# Aim
Pick up the forum thread below about starting a turkey-season league and continue it from its last post.

# Extract provided
»»

# Turkey leagues?



## gobblercrazy (May 9, 2008)

Anyone interested in having a little fun this turkey season? I know its early and if this would happen, sign ups wouldnt be till probably february to to early march, but if people are interested i think it could be fun. Just wondering, because i think it would be fun to have a little competition. What do you guys think?


----------



## x-force hunter (Apr 10, 2009)

I'm in.


----------



## BowBoy78 (Aug 17, 2009)

i put up a post a week ago about possibily starting one and i think it is a great idea But i dont know if iam even going to turkey hunting this year
ill snap out of it the night before season and have to go get a tag


----------



## River420Bottom (Jul 21, 2008)

im definately in :thumbs_up:


----------



## bowhunterjon (Jan 24, 2009)

I'm In for sure  hopefully ill get a chance at a big one, we usually get about 7 birds between 4 people. I haven't got any with a bow yet  should be fun


----------



## 10gblevins02 (Oct 4, 2009)

sounds good to me is it gonna be bow only or can i use my lead slinger too


----------



## gobblercrazy (May 9, 2008)

I was thinking about mainly bow, but if u do kill one with a shotgun it will only be like a 10 point deduction? I do know that when i shot mine with a shotgun and when i killed mine with a bow it was alot harder with the bow. The scoring will be from the NWTF website and well get it all set up if we think we have enough. We'll see...


----------



## River420Bottom (Jul 21, 2008)

i think we should keep it to strictly archery...


----------



## gobblercrazy (May 9, 2008)

Hoyt1021 said:


> i think we should keep it to strictly archery...


I would also like to keep it all archery, but wasnt sure if there are still some guys trying to get there birds. i dont know, it probably will be archery in the end but i was just suggesting something.


----------



## Ignition kid (Oct 7, 2008)

Sounds like an idea.


----------



## PA3-DArcher4 (Nov 5, 2008)

I would love to be in it but ill prolly take a shotgun...


----------



## hstubblefield (Feb 16, 2008)

Im in


----------



## River420Bottom (Jul 21, 2008)

PA3-DArcher4 said:


> I would love to be in it but ill prolly take a shotgun...


ah! come on the bow and blind is way more fun!


----------



## countryboy173 (Jul 18, 2008)

PA3-DArcher4 said:


> I would love to be in it but ill prolly take a shotgun...


X2. Where i hunt there just arnt many turkeys, and I need every advantage I can get. If there is something with shotguns then Im in..


----------



## PA3-DArcher4 (Nov 5, 2008)

Hoyt1021 said:


> ah! come on the bow and blind is way more fun!


well actually as said by someone else there are few turkeys. Also, I've yet to have got a turkey yet. also, this is the only season i use a gun- I use a bow in rifle season. But next year i hope to use my bow and also in the fall when in bow season i will shoot turkeys with my bow. I would REALLY like to take a bow out, though but my dad insists i take a turkey with a shotgun then i can use my bow... maybe i can talk him into lettin me take my bow out...

««

# Given information
»»

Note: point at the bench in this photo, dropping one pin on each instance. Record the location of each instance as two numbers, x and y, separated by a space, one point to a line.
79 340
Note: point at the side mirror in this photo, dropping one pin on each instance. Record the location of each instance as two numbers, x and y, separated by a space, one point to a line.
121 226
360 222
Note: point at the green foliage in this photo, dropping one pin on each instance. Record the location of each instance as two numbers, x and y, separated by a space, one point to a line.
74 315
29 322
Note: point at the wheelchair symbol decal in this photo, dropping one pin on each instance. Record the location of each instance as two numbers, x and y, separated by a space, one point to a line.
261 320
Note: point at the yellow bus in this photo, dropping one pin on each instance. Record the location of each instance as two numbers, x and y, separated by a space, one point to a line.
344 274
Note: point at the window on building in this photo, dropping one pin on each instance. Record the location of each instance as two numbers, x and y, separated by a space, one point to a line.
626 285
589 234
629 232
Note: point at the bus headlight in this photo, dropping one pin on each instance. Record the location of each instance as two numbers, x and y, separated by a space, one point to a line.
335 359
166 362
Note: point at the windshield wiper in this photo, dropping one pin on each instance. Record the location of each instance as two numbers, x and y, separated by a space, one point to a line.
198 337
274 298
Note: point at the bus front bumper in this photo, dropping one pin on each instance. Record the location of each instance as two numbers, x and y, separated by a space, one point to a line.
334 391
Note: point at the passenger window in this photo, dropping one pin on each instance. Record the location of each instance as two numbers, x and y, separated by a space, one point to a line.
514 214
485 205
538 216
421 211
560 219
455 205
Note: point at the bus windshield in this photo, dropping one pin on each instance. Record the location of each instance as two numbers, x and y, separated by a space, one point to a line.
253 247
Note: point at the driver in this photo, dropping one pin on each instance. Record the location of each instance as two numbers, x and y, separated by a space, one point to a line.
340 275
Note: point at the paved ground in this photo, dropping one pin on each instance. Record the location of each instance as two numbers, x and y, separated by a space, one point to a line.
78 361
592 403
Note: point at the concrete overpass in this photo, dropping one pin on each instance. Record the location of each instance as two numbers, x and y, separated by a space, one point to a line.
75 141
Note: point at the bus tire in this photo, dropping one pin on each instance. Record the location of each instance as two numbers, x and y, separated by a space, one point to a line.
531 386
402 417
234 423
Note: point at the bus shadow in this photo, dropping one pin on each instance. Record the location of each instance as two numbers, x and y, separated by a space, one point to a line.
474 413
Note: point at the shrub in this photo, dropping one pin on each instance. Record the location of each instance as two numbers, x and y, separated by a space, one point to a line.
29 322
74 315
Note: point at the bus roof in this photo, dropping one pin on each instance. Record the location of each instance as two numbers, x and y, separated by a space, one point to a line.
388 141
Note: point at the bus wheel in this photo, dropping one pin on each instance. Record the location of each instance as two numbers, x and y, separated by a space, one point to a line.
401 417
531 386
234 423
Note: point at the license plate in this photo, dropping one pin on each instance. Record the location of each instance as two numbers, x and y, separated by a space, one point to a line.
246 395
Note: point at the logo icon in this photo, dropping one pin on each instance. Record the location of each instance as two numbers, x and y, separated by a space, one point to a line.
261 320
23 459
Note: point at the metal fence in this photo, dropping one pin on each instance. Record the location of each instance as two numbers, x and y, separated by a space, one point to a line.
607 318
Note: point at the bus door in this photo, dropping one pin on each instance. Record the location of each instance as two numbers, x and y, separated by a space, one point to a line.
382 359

««

# Response to this exercise
----------



## x-force hunter (Apr 10, 2009)

I think -10 points for a shotgun would make it fair if we go hat route.


----------



## PA3-DArcher4 (Nov 5, 2008)

x-force hunter said:


> I think -10 points for a shotgun would make it fair if we go hat route.


I agree..If you use a bow you should get like double or triple the points you get for a s.g.


----------



## N7709K (Dec 17, 2008)

I missed applying for MN season, so i only get to bow hunt. 

If people want to hunt with a gun, let em, and don't dock them points. Turkeys are hard enough to hunt as it is, yet alone get one with a bow.


----------



## gobblercrazy (May 9, 2008)

N7709K said:


> I missed applying for MN season, so i only get to bow hunt.
> 
> If people want to hunt with a gun, let em, and don't dock them points. Turkeys are hard enough to hunt as it is, yet alone get one with a bow.


+1 i think that would be best


----------



## Rory/MO (Jan 13, 2008)

I'll only join if you can use shotguns.. I'm not gonna bowhunt them this year.


----------



## bowhunterjon (Jan 24, 2009)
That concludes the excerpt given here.